WRITTEN REQUEST – Lay out the records from the line containing "round gray stone?" through the line containing "627 407 L 637" (both ends included) as a two-column CSV with the columns input and output, one row per record. Put each record's text and its answer in one quoted field each, with line breaks turned into spaces.

AVAILABLE DATA –
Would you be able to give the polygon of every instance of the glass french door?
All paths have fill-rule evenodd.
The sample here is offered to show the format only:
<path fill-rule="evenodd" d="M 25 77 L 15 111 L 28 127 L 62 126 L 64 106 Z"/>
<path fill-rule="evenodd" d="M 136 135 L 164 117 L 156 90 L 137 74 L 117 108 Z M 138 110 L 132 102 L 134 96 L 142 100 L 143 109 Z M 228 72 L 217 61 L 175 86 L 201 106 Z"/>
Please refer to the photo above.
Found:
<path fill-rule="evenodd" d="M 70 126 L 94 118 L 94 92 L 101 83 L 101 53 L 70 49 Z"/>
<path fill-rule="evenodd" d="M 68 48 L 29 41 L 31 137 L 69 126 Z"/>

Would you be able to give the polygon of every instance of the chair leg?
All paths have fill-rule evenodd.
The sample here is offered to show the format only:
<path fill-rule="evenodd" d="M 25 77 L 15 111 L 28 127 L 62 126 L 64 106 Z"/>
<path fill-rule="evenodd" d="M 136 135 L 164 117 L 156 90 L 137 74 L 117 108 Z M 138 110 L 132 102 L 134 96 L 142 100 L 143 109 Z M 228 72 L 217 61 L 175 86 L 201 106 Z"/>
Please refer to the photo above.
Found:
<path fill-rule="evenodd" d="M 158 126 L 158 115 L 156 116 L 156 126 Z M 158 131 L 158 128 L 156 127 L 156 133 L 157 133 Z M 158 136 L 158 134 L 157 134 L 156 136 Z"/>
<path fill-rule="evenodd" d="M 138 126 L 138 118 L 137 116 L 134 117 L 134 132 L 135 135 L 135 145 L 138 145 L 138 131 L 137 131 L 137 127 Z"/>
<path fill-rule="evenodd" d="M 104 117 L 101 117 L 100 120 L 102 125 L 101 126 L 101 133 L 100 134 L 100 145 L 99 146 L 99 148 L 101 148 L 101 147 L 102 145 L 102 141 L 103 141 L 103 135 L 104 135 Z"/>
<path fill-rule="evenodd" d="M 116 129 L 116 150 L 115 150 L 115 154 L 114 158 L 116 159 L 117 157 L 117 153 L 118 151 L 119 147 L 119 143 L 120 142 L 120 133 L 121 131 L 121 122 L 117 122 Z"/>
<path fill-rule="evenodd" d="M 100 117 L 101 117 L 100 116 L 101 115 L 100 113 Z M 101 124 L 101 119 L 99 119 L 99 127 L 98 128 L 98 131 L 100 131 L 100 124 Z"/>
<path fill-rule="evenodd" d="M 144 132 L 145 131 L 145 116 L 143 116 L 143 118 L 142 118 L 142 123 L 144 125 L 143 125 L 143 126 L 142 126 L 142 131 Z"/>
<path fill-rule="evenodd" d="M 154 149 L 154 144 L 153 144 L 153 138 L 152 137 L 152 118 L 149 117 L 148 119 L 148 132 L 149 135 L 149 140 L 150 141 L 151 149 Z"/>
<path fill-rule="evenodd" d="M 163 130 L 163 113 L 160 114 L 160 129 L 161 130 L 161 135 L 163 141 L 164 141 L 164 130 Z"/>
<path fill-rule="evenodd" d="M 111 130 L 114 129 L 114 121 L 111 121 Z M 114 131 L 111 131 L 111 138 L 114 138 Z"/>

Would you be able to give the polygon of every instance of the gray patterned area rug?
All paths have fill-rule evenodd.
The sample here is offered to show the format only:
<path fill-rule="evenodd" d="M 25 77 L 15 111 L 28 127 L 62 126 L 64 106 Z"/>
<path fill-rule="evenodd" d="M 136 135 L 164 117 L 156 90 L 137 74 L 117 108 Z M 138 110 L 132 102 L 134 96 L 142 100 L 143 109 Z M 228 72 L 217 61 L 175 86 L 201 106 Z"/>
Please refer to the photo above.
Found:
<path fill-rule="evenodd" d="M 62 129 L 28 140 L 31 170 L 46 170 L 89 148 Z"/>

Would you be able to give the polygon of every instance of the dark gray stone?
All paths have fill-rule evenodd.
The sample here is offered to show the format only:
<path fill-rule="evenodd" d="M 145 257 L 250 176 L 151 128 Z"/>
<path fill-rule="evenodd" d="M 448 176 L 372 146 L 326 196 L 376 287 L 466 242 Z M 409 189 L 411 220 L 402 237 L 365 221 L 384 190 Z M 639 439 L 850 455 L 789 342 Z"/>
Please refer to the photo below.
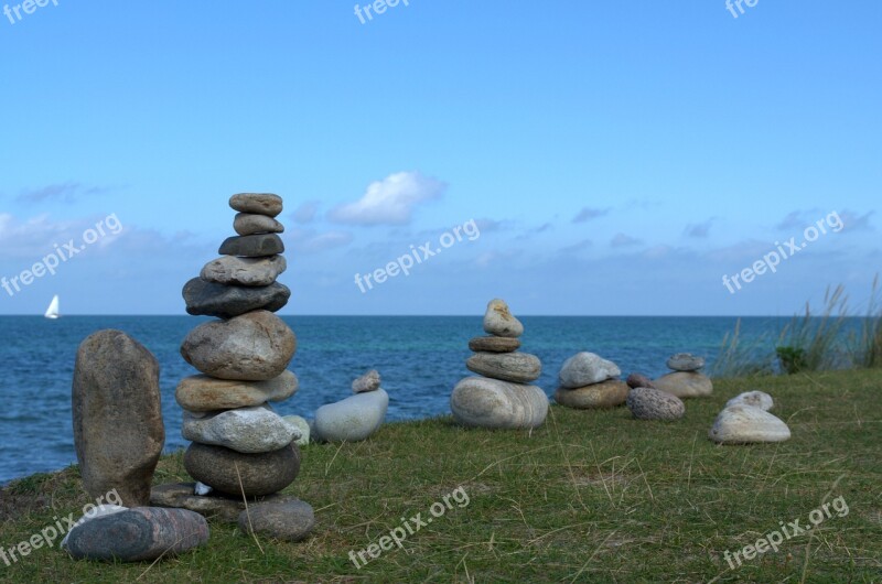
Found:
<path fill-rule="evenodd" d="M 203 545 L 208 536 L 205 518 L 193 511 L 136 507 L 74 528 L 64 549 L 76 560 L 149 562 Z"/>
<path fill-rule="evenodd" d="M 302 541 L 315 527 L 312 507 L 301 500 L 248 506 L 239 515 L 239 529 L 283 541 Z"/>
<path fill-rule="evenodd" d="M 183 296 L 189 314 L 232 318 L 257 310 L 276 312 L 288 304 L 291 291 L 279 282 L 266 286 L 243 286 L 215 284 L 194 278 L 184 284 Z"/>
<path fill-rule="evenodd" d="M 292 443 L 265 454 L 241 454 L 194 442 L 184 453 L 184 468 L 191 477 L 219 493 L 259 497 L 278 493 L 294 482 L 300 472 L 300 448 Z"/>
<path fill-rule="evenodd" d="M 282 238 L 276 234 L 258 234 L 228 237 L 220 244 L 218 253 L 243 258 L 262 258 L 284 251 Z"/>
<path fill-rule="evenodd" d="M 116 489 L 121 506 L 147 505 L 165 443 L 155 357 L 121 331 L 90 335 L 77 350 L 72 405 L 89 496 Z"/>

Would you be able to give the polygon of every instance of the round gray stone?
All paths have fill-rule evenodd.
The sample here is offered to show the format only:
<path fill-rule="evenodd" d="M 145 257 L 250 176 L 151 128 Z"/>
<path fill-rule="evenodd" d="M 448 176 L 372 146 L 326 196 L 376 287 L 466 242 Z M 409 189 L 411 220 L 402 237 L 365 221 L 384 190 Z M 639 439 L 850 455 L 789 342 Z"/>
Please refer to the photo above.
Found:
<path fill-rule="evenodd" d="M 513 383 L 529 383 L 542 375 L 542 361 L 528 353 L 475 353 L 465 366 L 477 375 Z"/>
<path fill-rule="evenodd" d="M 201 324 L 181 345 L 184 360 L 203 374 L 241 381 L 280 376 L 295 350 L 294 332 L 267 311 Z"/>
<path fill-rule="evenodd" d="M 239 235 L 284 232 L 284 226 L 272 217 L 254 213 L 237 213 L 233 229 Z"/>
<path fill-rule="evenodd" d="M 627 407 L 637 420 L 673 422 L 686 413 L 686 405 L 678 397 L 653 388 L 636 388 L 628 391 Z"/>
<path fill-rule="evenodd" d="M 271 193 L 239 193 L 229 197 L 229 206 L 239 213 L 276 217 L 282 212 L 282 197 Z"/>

* * *

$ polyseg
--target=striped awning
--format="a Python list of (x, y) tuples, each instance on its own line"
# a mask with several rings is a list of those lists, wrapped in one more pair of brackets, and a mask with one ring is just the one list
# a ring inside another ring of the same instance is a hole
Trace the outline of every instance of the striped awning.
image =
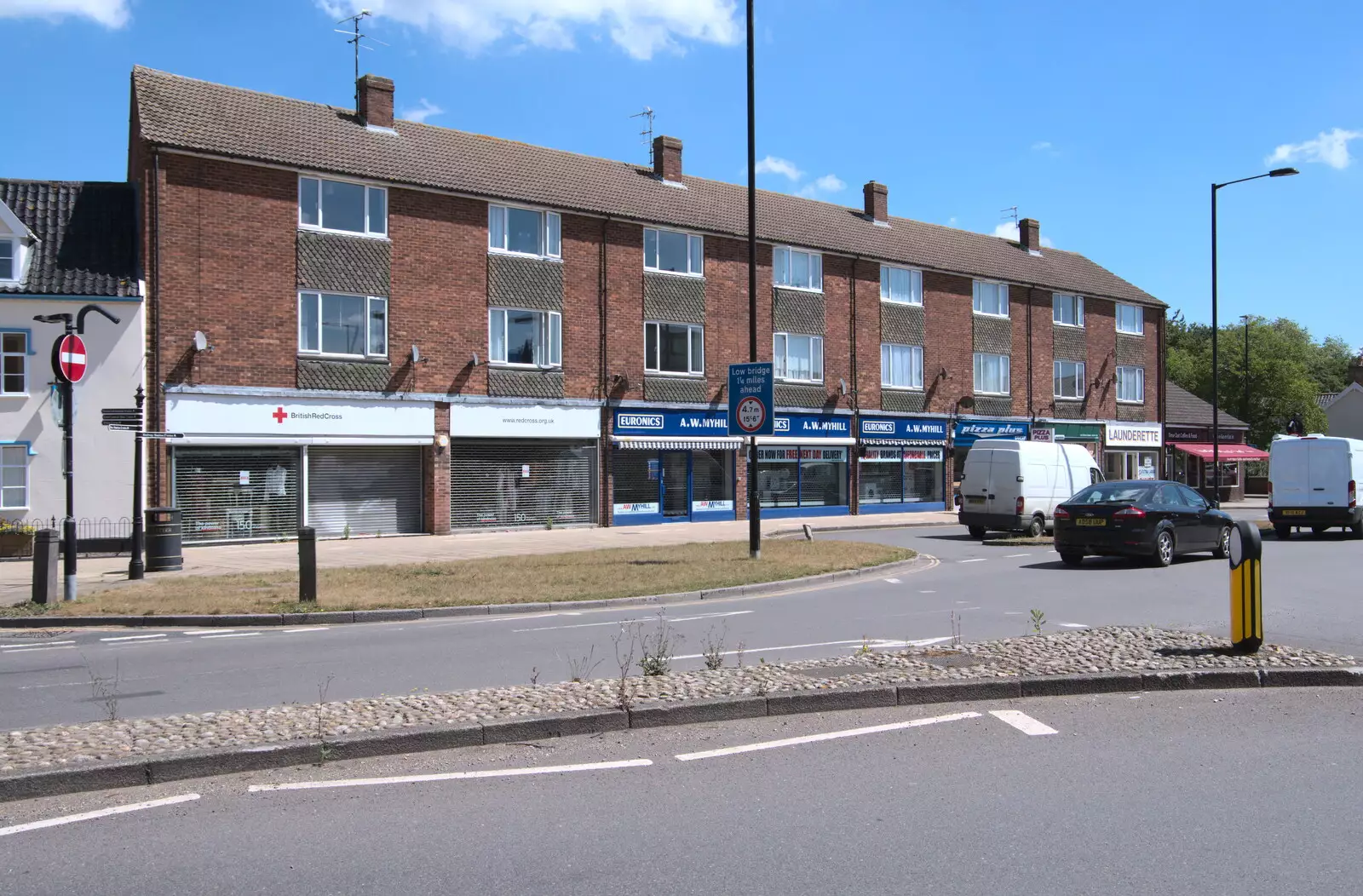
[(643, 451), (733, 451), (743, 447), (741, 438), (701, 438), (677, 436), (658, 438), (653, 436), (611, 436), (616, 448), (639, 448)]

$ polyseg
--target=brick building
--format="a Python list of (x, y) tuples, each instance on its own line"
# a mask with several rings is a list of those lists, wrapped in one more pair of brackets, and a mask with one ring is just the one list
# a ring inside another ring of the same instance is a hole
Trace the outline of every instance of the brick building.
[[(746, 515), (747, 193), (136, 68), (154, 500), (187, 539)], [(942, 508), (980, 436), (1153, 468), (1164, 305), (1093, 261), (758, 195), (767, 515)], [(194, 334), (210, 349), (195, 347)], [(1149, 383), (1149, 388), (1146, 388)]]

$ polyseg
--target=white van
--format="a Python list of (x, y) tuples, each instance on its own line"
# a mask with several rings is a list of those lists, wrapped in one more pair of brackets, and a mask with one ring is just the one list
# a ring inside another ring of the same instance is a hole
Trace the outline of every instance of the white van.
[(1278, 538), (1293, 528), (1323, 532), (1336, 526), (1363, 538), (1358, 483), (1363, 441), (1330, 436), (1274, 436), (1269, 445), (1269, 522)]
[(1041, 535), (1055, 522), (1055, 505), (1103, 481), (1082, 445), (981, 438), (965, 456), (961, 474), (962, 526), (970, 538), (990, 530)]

ANSWER FOR THIS EXERCISE –
input,output
"Would you be able to give the polygon of every instance of the round gray stone? All paths have fill-rule evenodd. The sample here is offered to show the format only: <path fill-rule=""evenodd"" d=""M 145 257 L 250 176 L 151 128 Z""/> <path fill-rule=""evenodd"" d=""M 448 176 L 372 146 L 326 196 L 376 287 L 466 242 Z M 409 189 L 411 220 L 402 237 L 365 221 L 384 190 Z M 639 439 L 850 455 L 789 342 Z""/> Please refer to the photo above. Found:","<path fill-rule=""evenodd"" d=""M 513 383 L 529 383 L 542 375 L 542 361 L 528 353 L 475 353 L 465 366 L 477 375 Z""/> <path fill-rule=""evenodd"" d=""M 201 324 L 181 345 L 184 360 L 203 374 L 241 381 L 280 376 L 295 350 L 294 332 L 267 311 Z""/> <path fill-rule=""evenodd"" d=""M 239 235 L 284 232 L 284 226 L 272 217 L 254 213 L 237 213 L 233 229 Z""/> <path fill-rule=""evenodd"" d=""M 627 407 L 637 420 L 673 422 L 686 413 L 686 405 L 678 397 L 653 388 L 636 388 L 628 391 Z""/>"